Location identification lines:
>>>>

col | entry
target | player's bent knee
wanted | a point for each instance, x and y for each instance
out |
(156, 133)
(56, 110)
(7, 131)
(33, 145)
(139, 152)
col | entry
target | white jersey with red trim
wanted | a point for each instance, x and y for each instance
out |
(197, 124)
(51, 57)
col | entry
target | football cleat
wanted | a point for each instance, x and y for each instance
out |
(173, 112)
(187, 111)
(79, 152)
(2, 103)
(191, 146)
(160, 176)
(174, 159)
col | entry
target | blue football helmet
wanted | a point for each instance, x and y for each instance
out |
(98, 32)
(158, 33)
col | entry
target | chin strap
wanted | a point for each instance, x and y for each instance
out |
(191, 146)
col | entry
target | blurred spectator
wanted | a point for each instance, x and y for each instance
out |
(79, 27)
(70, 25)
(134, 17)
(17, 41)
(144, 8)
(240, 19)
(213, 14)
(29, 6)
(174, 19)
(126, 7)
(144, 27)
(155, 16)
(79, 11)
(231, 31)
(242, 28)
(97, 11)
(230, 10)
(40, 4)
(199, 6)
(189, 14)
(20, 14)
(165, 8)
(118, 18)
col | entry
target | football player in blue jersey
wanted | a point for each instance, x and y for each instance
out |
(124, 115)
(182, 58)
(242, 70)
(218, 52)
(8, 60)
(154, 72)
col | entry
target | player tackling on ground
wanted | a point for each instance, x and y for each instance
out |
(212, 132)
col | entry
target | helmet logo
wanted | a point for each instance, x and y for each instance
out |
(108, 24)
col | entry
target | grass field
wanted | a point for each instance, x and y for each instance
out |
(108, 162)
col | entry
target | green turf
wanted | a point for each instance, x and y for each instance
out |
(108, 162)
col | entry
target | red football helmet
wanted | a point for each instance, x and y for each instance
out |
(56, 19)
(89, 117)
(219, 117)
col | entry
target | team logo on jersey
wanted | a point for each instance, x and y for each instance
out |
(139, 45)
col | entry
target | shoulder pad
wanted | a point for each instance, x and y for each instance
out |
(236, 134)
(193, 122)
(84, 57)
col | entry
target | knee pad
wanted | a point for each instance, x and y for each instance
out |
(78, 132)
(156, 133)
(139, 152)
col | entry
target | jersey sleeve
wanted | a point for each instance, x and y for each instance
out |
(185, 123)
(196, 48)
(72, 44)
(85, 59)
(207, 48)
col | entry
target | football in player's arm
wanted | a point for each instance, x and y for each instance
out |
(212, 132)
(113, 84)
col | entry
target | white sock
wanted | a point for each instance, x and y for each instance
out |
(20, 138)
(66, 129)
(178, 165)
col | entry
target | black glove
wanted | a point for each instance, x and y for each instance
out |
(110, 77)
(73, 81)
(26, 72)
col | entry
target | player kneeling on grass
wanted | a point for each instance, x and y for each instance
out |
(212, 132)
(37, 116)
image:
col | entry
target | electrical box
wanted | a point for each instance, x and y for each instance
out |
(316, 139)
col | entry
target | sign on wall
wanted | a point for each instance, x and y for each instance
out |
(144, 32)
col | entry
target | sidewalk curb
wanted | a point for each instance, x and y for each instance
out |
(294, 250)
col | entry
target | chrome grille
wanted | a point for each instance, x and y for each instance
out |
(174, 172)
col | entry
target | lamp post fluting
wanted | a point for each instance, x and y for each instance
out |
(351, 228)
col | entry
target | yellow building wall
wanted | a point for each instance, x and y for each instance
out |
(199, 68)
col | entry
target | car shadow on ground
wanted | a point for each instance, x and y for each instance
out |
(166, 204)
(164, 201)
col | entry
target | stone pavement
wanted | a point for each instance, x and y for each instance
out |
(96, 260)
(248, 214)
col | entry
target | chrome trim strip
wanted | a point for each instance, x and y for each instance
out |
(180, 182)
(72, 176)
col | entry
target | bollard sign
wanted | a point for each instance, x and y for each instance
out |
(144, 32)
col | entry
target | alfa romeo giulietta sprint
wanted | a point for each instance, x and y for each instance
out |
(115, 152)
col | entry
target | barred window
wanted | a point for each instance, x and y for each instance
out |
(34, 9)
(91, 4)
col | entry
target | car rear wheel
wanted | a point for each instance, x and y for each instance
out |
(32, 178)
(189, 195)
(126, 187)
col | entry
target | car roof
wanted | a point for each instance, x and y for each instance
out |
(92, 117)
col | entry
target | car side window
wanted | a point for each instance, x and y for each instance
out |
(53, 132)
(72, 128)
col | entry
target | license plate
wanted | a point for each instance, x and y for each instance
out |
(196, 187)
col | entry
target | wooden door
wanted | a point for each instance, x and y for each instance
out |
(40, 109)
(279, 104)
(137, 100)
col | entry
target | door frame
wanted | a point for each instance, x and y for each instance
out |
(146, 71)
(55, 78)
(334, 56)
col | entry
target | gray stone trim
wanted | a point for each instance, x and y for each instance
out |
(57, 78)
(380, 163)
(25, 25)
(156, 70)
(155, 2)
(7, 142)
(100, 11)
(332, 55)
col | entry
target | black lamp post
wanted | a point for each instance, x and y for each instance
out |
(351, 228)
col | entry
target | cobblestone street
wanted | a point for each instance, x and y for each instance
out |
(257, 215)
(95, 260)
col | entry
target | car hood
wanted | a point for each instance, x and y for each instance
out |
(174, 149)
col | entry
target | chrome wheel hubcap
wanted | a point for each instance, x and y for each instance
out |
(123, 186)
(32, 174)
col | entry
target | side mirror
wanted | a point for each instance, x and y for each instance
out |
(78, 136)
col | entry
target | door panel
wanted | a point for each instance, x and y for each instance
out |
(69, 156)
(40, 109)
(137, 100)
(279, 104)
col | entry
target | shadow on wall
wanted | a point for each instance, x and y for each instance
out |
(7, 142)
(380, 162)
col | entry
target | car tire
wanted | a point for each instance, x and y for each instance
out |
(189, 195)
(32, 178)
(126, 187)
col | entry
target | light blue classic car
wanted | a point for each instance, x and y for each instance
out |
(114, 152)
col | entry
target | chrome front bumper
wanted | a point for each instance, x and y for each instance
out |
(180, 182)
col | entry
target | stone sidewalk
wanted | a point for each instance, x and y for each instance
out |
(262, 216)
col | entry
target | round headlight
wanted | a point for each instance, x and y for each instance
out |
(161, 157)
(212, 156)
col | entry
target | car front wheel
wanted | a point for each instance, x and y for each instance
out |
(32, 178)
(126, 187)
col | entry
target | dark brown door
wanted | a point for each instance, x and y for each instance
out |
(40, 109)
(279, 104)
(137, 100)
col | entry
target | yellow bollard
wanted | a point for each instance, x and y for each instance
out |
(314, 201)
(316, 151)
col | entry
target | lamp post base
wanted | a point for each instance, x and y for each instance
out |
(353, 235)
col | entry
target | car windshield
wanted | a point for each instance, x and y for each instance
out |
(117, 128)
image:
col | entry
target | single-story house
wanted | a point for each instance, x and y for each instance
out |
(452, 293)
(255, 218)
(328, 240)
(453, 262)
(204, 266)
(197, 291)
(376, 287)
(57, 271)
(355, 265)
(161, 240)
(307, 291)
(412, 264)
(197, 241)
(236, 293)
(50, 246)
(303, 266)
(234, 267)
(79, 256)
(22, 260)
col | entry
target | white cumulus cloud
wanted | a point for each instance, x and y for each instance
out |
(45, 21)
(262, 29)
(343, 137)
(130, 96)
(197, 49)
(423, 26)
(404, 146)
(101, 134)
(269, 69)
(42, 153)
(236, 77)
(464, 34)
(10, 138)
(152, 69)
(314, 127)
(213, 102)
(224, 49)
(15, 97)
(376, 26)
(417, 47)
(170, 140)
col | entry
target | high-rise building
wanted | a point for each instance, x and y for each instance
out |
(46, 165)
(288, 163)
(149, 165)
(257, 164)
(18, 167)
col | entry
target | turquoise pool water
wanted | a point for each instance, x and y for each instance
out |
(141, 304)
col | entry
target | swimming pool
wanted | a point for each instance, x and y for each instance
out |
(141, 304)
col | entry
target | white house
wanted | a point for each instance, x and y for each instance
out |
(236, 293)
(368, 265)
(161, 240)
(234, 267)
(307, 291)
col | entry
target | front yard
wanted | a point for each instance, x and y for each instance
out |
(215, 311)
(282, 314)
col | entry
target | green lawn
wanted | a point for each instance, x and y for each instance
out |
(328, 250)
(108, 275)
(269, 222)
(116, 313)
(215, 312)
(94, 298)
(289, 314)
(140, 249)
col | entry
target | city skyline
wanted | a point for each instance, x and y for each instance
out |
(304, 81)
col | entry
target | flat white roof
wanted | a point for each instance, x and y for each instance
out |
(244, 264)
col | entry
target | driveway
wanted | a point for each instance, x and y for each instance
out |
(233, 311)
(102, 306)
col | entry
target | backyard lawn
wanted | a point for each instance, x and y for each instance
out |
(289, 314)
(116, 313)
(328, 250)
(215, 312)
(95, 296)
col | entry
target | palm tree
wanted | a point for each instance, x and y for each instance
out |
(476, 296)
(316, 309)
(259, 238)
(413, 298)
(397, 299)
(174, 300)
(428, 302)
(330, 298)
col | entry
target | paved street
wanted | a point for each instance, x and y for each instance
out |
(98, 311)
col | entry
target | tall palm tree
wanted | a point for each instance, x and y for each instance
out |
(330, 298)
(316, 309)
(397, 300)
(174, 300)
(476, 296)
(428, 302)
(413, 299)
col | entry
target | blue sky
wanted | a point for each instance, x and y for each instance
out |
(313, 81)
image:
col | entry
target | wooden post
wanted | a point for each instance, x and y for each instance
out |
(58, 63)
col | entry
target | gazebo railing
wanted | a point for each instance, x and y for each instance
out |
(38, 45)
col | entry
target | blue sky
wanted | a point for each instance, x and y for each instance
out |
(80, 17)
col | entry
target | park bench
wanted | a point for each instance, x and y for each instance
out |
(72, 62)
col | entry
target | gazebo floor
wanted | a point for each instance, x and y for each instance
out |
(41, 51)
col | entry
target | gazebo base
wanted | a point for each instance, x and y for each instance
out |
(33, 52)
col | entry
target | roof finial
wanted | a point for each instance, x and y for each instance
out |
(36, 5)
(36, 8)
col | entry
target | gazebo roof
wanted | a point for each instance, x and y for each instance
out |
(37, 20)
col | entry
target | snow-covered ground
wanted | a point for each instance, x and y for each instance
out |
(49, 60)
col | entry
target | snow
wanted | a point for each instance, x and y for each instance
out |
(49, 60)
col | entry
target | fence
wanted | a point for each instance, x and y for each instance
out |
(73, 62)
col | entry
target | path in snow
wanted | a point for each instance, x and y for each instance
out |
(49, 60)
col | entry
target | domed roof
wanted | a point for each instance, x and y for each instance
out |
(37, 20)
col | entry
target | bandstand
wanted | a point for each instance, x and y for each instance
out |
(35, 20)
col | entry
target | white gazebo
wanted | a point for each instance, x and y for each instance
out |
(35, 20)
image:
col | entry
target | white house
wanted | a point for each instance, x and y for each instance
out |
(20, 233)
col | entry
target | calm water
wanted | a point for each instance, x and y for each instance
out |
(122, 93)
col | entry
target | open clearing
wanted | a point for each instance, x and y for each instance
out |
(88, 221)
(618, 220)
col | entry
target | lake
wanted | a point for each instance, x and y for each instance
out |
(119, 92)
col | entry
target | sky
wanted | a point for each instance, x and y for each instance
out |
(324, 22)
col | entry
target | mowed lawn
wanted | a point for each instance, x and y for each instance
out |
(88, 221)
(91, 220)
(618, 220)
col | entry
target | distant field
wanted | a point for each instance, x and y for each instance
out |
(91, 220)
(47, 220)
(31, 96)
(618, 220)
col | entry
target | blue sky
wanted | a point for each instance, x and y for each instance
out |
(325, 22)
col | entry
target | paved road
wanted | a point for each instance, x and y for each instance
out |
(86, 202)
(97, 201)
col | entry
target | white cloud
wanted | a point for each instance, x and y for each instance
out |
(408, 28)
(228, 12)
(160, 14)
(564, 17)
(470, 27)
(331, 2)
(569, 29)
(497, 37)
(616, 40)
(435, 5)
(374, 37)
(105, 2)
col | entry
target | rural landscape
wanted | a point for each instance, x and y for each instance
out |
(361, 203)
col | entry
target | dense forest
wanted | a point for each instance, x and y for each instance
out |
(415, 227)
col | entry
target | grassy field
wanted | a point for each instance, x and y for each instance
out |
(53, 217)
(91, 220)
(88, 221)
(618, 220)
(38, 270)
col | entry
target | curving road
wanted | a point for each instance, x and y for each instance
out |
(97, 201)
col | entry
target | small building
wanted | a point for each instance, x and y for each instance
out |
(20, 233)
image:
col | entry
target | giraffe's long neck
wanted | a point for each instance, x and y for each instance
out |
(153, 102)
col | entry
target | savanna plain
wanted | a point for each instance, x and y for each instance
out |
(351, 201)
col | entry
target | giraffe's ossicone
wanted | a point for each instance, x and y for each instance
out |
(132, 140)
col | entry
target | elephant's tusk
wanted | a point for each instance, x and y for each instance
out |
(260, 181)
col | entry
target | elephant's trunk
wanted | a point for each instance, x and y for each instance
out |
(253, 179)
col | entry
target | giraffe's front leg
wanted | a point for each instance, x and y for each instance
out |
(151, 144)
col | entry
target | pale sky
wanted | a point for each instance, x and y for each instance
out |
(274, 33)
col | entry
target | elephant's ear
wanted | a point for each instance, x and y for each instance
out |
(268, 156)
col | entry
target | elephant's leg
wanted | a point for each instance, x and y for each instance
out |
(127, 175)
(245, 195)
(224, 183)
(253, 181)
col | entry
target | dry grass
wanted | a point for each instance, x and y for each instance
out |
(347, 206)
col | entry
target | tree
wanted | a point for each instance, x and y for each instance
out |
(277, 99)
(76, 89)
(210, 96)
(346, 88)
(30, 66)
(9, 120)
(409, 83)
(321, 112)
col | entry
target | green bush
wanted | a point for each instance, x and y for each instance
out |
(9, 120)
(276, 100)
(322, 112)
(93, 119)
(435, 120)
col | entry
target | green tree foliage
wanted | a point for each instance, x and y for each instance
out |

<<<<

(What this task involves)
Pick out every line above that contains the string "giraffe", matching case exactly, and copy each one in full.

(Finished task)
target | giraffe's long neck
target | giraffe's ossicone
target | giraffe's front leg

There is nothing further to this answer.